------ The input ------
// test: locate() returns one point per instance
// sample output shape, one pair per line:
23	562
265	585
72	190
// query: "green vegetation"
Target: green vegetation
------
Work instruction | Return each entry exactly. Leave none out.

Exercise answer |
// test: locate() returns one point per instance
// sample output shape, one pair per line:
23	562
265	585
72	190
// query: "green vegetation"
Target: green vegetation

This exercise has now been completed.